WHAT THE TASK REQUIRES => Extract exactly and only the lines of the data below, starting at the line with "find the motorcycle fork" and stopping after the final line.

(Entries taken from a collection)
──────────

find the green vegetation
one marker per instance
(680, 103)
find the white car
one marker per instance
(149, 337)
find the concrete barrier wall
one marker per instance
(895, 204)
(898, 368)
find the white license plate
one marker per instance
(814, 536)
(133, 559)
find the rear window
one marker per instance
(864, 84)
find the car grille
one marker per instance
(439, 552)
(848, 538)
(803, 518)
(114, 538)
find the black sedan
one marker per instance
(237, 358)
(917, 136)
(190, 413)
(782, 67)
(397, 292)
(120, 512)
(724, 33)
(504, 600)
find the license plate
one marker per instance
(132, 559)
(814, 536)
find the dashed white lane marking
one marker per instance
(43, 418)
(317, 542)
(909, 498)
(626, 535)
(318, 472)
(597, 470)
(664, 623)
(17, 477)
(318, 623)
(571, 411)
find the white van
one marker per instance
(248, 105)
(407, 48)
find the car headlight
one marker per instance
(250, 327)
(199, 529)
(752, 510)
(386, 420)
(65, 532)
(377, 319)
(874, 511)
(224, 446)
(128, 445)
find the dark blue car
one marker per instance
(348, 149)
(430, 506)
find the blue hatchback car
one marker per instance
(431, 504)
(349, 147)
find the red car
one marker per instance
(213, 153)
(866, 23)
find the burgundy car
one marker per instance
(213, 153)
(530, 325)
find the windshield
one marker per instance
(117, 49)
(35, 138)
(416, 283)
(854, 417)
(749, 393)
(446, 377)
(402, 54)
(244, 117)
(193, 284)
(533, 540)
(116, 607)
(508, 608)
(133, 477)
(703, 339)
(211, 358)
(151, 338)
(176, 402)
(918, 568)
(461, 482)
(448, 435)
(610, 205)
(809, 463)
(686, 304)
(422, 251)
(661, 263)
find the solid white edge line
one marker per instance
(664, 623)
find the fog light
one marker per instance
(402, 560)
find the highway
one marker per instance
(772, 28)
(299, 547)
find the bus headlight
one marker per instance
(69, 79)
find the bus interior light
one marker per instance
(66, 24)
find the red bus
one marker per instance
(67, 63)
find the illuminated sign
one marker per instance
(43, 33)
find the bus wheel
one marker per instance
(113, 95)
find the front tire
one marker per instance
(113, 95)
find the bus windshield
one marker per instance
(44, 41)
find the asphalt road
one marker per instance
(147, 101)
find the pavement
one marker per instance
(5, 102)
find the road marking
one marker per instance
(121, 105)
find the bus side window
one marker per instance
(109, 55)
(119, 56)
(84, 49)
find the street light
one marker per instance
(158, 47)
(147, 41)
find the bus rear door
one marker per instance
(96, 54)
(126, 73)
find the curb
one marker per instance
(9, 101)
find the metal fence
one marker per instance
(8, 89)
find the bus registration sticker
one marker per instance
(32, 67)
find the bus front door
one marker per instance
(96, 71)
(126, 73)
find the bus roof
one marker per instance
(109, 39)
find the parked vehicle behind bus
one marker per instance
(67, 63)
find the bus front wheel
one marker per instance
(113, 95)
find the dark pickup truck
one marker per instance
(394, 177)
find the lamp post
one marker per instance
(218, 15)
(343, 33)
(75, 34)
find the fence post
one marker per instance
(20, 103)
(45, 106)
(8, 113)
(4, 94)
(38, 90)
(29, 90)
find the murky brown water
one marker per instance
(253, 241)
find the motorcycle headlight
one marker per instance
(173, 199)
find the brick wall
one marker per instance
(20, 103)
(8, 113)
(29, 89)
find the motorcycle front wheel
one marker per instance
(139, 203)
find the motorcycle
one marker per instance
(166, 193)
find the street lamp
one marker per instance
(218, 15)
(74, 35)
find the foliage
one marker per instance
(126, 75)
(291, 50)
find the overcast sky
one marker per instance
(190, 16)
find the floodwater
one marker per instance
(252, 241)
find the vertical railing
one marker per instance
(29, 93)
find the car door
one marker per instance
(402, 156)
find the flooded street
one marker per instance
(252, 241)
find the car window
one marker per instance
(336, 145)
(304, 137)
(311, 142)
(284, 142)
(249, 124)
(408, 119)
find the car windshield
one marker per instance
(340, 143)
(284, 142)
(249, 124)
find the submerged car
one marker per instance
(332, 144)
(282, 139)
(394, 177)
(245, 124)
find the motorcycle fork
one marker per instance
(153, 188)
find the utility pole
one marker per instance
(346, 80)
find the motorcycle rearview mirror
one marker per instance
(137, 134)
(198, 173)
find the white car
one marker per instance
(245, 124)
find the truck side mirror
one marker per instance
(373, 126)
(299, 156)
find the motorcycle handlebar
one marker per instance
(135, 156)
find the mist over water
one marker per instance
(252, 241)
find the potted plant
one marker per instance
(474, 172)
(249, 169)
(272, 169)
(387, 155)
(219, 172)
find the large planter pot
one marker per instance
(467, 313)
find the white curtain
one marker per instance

──────────

WRITTEN RESPONSE =>
find the motorcycle fork
one marker per instance
(153, 188)
find the utility pole
one marker per instance
(346, 80)
find the motorcycle rearview mirror
one marker per instance
(137, 134)
(198, 173)
find the white car
one marker per instance
(245, 124)
find the truck side mirror
one marker per instance
(373, 126)
(299, 156)
find the motorcycle handlebar
one marker per instance
(135, 156)
find the mist over water
one marker per instance
(252, 241)
find the potted plant
one marker per instance
(474, 172)
(249, 169)
(272, 169)
(387, 155)
(219, 172)
find the large planter pot
one marker per instance
(467, 313)
find the white curtain
one marker per instance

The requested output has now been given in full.